**Supplied records:**

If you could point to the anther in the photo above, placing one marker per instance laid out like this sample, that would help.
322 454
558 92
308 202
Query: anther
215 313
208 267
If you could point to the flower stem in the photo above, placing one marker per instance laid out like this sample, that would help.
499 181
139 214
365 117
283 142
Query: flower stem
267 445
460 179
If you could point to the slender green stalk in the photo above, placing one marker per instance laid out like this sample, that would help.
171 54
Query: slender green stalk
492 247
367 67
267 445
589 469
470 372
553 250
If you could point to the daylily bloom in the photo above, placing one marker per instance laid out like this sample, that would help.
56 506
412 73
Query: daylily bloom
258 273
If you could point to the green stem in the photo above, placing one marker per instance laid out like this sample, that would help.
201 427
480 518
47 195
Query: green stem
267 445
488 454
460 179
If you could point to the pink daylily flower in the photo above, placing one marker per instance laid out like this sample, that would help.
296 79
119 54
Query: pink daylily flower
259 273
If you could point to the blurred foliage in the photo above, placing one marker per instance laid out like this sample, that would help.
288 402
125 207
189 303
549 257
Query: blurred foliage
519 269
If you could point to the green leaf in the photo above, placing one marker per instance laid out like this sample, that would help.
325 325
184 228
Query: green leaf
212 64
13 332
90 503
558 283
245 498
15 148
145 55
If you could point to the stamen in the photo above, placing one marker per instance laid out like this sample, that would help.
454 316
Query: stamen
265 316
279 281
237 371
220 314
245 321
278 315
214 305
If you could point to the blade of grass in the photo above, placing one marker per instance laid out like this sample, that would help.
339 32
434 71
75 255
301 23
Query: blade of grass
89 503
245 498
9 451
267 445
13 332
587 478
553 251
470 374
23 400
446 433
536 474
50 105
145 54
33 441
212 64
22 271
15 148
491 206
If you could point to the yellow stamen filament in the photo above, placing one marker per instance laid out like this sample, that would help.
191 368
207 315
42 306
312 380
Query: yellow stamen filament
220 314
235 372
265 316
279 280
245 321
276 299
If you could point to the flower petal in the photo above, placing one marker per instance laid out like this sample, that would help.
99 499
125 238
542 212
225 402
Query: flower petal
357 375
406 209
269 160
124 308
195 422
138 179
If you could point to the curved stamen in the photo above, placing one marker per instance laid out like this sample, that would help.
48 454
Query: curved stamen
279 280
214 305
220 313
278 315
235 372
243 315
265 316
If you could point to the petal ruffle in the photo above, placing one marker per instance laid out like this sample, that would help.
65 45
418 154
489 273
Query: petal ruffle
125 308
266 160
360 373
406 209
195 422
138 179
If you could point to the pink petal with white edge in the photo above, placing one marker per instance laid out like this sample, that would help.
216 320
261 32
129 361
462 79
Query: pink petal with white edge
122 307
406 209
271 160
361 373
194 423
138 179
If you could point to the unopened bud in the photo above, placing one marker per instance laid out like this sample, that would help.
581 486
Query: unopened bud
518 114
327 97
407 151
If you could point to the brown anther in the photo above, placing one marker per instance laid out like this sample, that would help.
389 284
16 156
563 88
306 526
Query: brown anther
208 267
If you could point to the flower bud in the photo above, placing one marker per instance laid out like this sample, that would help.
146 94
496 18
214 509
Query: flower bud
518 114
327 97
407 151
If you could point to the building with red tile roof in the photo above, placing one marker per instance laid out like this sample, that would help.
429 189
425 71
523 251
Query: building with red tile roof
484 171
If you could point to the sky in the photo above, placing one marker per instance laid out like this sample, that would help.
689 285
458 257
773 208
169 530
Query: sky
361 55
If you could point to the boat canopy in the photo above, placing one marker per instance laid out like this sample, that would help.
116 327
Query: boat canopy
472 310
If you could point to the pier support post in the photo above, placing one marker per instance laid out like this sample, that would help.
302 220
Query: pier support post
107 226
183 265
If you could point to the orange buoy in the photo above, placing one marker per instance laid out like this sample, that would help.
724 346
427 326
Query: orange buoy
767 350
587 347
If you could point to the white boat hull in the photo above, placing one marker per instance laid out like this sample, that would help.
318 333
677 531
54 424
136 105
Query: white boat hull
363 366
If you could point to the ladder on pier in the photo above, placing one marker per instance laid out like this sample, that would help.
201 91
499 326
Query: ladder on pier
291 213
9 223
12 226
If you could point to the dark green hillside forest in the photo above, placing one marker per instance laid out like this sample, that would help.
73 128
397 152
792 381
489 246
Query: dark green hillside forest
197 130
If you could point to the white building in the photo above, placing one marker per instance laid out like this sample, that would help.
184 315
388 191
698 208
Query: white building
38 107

**To do:** The entries above must be output exactly, with every line preserved.

**Response to this exercise:**
If you could point to the anther in the photo above, placing one marker per instance laid out like this sample, that would help.
322 454
558 92
308 202
Query: anther
215 313
208 267
If you could point to the flower stem in the photo above, placing one marker per instance laid out like this sample, that would help.
499 181
139 214
365 117
283 142
Query: flower stem
267 445
460 179
If you could point to the slender green stalk in the photo above, placing one marker per instance laid out like this sample, that would help.
171 54
Query: slender green stalk
492 247
367 67
267 445
589 469
470 372
553 250
If you could point to the daylily bloom in the photo above, placing one marker per instance laid out like this sample, that would help.
56 506
412 73
Query: daylily bloom
258 273
If you could point to the green stem in the photo above, placing one marker per instance laid out like this sample, that would help.
201 427
480 518
47 195
Query: green stem
267 445
488 454
460 179
If you could point to the pink daylily flower in the photo above, placing one marker per instance laid out like this sample, that would help.
296 79
119 54
Query: pink daylily flower
259 273
If you could point to the blurred foliage in the photo above, placing one marker per instance laid out like this sample, that would help.
288 402
125 207
189 303
549 257
Query: blurred foliage
519 269
If you could point to the green leaf in the photo above, placing one marker per instance laid out like this sample, that would help.
325 325
184 228
Query: green leaf
212 64
13 332
90 503
558 283
245 498
15 148
145 55
If you could point to the stamen in the photo above, placing one marker per instance laid out like this sample, that would help.
454 316
Query: stamen
265 316
279 281
237 371
220 314
245 321
278 315
214 305
If you could point to the blade of grass in the photo above, placing one marker per instance laid out like this sample, that would help.
339 32
434 71
75 255
301 23
Query: blade of grass
89 503
245 498
9 451
267 445
13 332
587 478
553 251
470 374
23 400
446 433
536 474
50 105
145 54
33 441
212 64
22 271
15 148
491 206
If you could point to the yellow stamen filament in the photo above, placing one marker per instance laid out like this sample, that would help.
191 368
207 315
42 306
312 380
Query: yellow stamen filament
220 314
235 372
265 316
279 280
245 321
276 299
If you could point to the flower petal in the photo above, placing one marker per instance laid out like this sample, that would help.
99 499
125 238
542 212
225 402
Query: flower petal
357 375
406 209
269 160
124 308
195 422
138 179
If you could point to the curved stamen in the photo above, placing one marker per instance laid out like this sample, that would help.
48 454
Query: curved stamen
279 280
214 305
220 313
278 315
235 372
243 315
265 316
If you could point to the petal ruffle in the photo above, placing one marker per instance laid out like this sample, that would help.
65 45
418 154
489 273
Query: petal ruffle
125 308
266 160
360 373
406 209
195 422
138 179
If you could point to the pink petal with white edge in the photo above, placing one marker per instance laid out like this sample, that would help.
216 320
261 32
129 361
462 79
Query: pink petal with white edge
122 307
406 209
271 160
361 373
194 423
138 179
If you could point to the unopened bud in the photo above, placing one marker per instance laid out like this sample, that would help.
581 486
Query: unopened bud
518 114
327 97
407 151
If you could point to the brown anther in the photo above, placing one marker per instance laid out like this sample, that would help.
389 284
16 156
563 88
306 526
Query: brown anther
208 267
If you could point to the flower bud in the photo above, placing one marker per instance laid out like this sample, that would help.
146 94
496 18
214 509
Query: flower bud
518 114
327 97
407 151
If you could point to the building with red tile roof in the photo above, placing one marker per instance laid out like this sample, that would help.
429 189
425 71
523 251
Query: building with red tile roof
484 171
If you could point to the sky in the photo above, placing one marker per instance laid out like this sample, that would help.
689 285
458 257
773 208
169 530
Query: sky
361 55
If you could point to the boat canopy in the photo above, placing one marker per instance laid out like this sample, that would help.
116 327
Query: boat canopy
472 310
If you could point to the pier support post in the photo above, placing one marker per instance laid out like this sample, that would help.
302 220
Query: pier support post
107 226
183 265
If you could point to the orange buoy in the photo above, placing one marker per instance laid out like this sample, that would help.
724 346
427 326
Query: orange buoy
767 350
587 347
If you could point to the white boat hull in the photo above, placing one marker per instance laid out like this sample, that would help.
318 333
677 531
54 424
136 105
Query: white boat hull
363 366
If you could point to the ladder on pier in the photo above, placing one marker per instance laid out like this sample, that would help.
201 91
499 326
Query: ladder on pier
291 213
9 223
12 226
If you could point to the dark green hillside forest in the photo above, placing one marker per instance laid out like this sample, that would help.
73 128
397 152
792 381
489 246
Query: dark green hillside forest
197 130
If you could point to the white building in the photo above, placing one marker per instance laid out like this sample, that would help.
184 315
388 191
698 208
Query: white building
38 107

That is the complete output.